§ **Extracted entries**
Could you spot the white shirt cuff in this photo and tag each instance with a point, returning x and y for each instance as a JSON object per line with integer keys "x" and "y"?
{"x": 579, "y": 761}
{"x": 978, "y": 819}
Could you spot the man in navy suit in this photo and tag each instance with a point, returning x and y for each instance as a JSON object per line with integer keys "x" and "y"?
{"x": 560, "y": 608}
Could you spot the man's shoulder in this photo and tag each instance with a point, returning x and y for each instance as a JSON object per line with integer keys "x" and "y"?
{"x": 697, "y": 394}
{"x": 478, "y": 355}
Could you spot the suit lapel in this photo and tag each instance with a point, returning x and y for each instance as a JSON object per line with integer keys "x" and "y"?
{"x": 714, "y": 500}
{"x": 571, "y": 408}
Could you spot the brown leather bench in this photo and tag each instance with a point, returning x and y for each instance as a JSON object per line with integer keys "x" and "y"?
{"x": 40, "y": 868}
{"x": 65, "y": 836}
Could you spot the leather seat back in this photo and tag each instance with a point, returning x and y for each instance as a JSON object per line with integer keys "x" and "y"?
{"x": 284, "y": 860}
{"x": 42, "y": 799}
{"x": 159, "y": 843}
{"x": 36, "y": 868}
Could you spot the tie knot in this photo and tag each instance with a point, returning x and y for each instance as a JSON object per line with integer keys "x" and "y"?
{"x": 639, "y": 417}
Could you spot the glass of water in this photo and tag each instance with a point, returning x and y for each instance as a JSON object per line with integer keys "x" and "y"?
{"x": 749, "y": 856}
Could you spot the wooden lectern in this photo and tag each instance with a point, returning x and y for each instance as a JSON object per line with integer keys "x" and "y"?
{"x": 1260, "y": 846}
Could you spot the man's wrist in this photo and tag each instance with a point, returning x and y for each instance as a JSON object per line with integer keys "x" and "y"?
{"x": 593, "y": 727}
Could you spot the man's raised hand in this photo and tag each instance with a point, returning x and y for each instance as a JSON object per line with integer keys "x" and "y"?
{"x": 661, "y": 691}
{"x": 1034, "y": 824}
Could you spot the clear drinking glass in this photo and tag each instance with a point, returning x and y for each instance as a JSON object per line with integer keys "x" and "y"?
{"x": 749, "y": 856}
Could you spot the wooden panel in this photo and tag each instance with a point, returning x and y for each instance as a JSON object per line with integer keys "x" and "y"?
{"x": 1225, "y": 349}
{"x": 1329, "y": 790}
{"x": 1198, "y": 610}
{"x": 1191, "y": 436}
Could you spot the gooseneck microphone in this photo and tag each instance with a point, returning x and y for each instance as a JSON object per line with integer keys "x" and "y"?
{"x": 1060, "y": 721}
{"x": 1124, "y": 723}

§ **To do**
Copy all of the records above line for line, without changing anything.

§ **Reply**
Could you spot the white shirt cuff in this photo and tag each instance with a point, returning x and y for each instance as a JSON object per line with integer keys "x" and "y"?
{"x": 579, "y": 761}
{"x": 978, "y": 819}
Could you spot the man in navy suit in this photo and tag each instance with a point, returning x and y for each instance as a JSON object per line with integer keys "x" and "y"?
{"x": 560, "y": 608}
Could you spot the man's shoulder in this photo and tag each instance with a point, returning x and y for each instance as a JSON object per line with integer keys "x" and "y"?
{"x": 697, "y": 394}
{"x": 478, "y": 355}
Could you spot the suit lapel in this photo and tag each instance with a point, returning x and y for each instance as a JSON object per line with integer keys "x" and "y"?
{"x": 714, "y": 500}
{"x": 571, "y": 408}
Could you spot the brown leather bench in this photo and tag each instance with a point, returning x and y for each instance as a JSON object per line with integer keys "x" and "y"?
{"x": 40, "y": 868}
{"x": 65, "y": 836}
Could you spot the leather seat back in this photo and tag each instance with a point, returning x and y for each instance as a JSON object per line with integer keys "x" and "y"?
{"x": 284, "y": 860}
{"x": 42, "y": 799}
{"x": 159, "y": 843}
{"x": 36, "y": 868}
Could you spot the tie knot in this photo and tag each instance with a point, returning x and y for each instance as a JSON object per line with integer keys "x" and "y"?
{"x": 639, "y": 417}
Could you spot the glass of water in this photo and tag each instance with a point, returning x and y for each instance as a JSON object per line with integer keys "x" and "y"?
{"x": 749, "y": 856}
Could you spot the wooden lectern in this photo and tag each instance with a point, returning x and y for each instance as a JSON object per line with integer keys "x" and "y"?
{"x": 1260, "y": 846}
Could you spot the man's wrist in this photo and tag each instance with a point, returning x and y for each instance as a JSON object per line with integer keys "x" and "y"?
{"x": 593, "y": 727}
Could you spot the man's raised hand in this photo and tag each instance with a point, returning x and y for each instance as a JSON object per line with integer keys "x" and "y"?
{"x": 661, "y": 691}
{"x": 1034, "y": 824}
Could you spot the clear drinking glass in this photo and tag each instance with a point, returning x and y for each instance as a JSON object per line with integer keys "x" and "y"?
{"x": 749, "y": 856}
Could you spot the wooden panel in this photo and tag each instance with a point, returning x and y for each instance as a JSON object per line with integer keys "x" and "y"?
{"x": 1225, "y": 349}
{"x": 1329, "y": 790}
{"x": 1198, "y": 610}
{"x": 1191, "y": 436}
Could you spot the gooseneck microphone in this photo and tag each instance with a point, returning x and y for each instance as a JSON object per line with integer keys "x" and "y"?
{"x": 1060, "y": 721}
{"x": 1124, "y": 723}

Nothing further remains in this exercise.